— START OF ENTRIES SUPPLIED —

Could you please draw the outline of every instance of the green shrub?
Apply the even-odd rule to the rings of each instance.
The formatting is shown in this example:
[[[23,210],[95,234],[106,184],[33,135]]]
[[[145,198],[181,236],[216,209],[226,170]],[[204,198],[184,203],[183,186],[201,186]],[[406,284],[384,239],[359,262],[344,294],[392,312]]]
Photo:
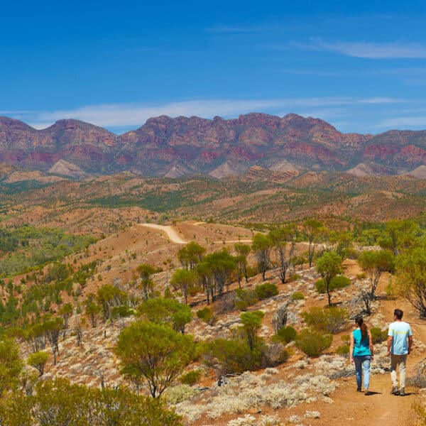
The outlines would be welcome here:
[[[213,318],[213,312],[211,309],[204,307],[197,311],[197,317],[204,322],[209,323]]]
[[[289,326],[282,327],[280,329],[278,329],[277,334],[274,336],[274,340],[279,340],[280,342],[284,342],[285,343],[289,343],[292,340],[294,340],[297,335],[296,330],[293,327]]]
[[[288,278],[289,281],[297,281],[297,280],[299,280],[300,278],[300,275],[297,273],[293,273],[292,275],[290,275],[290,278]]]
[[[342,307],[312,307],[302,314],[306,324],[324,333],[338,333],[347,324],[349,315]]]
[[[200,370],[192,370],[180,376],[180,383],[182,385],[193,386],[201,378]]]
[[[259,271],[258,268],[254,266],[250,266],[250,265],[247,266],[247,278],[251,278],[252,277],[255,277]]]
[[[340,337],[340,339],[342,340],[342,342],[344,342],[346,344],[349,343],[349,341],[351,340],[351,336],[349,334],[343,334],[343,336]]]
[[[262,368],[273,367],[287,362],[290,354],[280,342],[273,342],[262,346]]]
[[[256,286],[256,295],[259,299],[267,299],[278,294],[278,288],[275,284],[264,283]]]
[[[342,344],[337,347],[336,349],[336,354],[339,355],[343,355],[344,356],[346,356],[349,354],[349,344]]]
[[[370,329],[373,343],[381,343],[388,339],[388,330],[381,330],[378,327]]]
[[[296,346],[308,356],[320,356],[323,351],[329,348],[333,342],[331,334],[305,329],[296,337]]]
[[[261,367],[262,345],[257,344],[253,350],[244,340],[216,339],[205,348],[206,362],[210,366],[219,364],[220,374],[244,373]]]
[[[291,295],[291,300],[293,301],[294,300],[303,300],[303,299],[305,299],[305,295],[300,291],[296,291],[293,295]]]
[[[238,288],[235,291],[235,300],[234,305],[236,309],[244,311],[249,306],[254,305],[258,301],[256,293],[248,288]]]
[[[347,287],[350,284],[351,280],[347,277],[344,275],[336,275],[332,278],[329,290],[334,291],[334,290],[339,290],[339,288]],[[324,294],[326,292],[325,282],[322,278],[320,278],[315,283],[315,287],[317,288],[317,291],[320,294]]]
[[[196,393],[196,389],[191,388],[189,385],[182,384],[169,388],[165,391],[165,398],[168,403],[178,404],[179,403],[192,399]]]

— END OF ENTRIES SUPPLIED —
— START OF ENTRIES SUPPLIED —

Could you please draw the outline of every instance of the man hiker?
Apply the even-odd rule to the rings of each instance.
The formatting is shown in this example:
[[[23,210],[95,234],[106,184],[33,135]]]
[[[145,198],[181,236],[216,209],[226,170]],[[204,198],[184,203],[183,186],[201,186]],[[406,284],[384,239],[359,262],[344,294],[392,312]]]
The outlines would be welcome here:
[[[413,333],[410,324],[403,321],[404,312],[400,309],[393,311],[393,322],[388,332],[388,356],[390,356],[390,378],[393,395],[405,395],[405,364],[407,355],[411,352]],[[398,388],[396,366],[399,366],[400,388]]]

— END OF ENTRIES SUPPLIED —
— START OF ENTRIES SUPPLIED —

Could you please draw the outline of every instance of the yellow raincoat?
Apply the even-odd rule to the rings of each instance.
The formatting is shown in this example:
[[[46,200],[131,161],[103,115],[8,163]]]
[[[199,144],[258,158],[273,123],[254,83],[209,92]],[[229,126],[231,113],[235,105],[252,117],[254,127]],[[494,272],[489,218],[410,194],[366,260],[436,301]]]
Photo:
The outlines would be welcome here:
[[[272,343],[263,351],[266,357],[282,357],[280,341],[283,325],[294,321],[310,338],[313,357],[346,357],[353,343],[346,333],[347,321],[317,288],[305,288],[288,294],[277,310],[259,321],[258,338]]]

— END OF ENTRIES SUPPLIED —

Pull out each line of the items above that contains the word "please", and copy those lines.

## COMPLETE RESPONSE
Could you please draw the outline of every instance of the green shrub?
Could you please draw the outline of every instance of the man hiker?
Could you please draw the outline of every instance of the yellow raincoat?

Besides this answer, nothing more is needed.